OBJECTIVES:
(a) Please retype the stretch from "Also check the" through "(Jun 24, 2018)" in the engine thread, keeping every word and mark unchanged.
(b) Answer these questions from the engine thread, one per line:
(i) On what make of mower does the first poster think the engine is mounted?
(ii) Where is the fuel shutoff solenoid, according to FredM?
(iii) In which position on the main Forum menu is the Tractor of the Month category listed?

SELECTED TEXT:
# I have a 18 h/p Briggs and Stratton L head



## Rightcowboy (Aug 29, 2018)

I can't get it to run I did get it to run the other day one time and then I couldn't get it to ever start again I've changed the spark plugs the coil put new gas line in it put a fuel pump on it clean the carburetor cleaned out the fuel tank I checked sheer key to make sure it wasn't sheered or partillpa sheered. It will turn over but won't start then puffs.


----------



## Rightcowboy (Aug 29, 2018)

I think it's on a Craftsman mower but I'm not sure the whole body was painted when I got it


----------



## Guest (Sep 1, 2018)

Hello and welcome to the Tractor Forum. We have some very knowledgeable and experienced members and although I cannot help with your small engine, I'm sure one or more of the members will help.

Here's your invitation to put your tractor in the Showcase (located under the TRACTOR button at the top of the page). A perk is that if you add your tractor to the Showcase, it becomes instantly eligible to be entered in our monthly tractor contest, in progress right now. Please be sure to add your vote for October's Tractor of the Month, which is found on the main Forum menu as the fourth category, listed as "Tractor of the month". The poll will start shortly and will be at the top of the page. Thank you for your vote, and again, welcome to The Tractor Forum!


----------



## Rightcowboy (Aug 29, 2018)

Graysonr said:


> Hello and welcome to the Tractor Forum. We have some very knowledgeable and experienced members and although I cannot help with your small engine, I'm sure one or more of the members will help.
> 
> Here's your invitation to put your tractor in the Showcase (located under the TRACTOR button at the top of the page). A perk is that if you add your tractor to the Showcase, it becomes instantly eligible to be entered in our monthly tractor contest, in progress right now. Please be sure to add your vote for October's Tractor of the Month, which is found on the main Forum menu as the fourth category, listed as "Tractor of the month". The poll will start shortly and will be at the top of the page. Thank you for your vote, and again, welcome to The Tractor Forum!


Hi and thank you. Glad to be here.
I will get a pic of my tractor and put it on there.


----------



## FredM (Nov 18, 2015)

You have done all of the obvious, but have you adjusted the valve clearances to specifications ?.
Also check the fuel shutoff solenoid at the base of the carby, if this is not working, the needle shut off wont allow fuel into the jets, have someone switch the ignition on and off (not to start position) while you place your ear close to the solenoid and listen for the needle to click when ignition is switched on.
Is the air gap between the ignition coil and flywheel correctly set ?.


----------



## murphydo (Jun 24, 2018)

MATERIAL PROVIDED:

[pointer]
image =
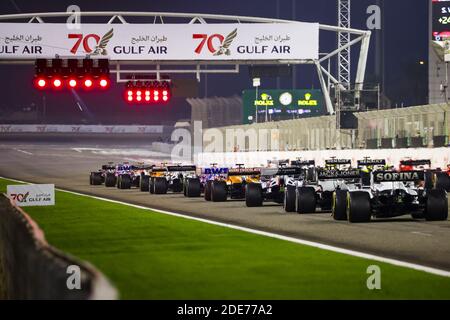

TASK RESPONSES:
(a)
Also check the fuel shutoff solenoid at the base of the carby, if this is not working, the needle shut off wont allow fuel into the jets, have someone switch the ignition on and off (not to start position) while you place your ear close to the solenoid and listen for the needle to click when ignition is switched on.
Is the air gap between the ignition coil and flywheel correctly set ?.


----------



## murphydo (Jun 24, 2018)

(b)
(i) A Craftsman mower
(ii) At the base of the carby
(iii) The fourth category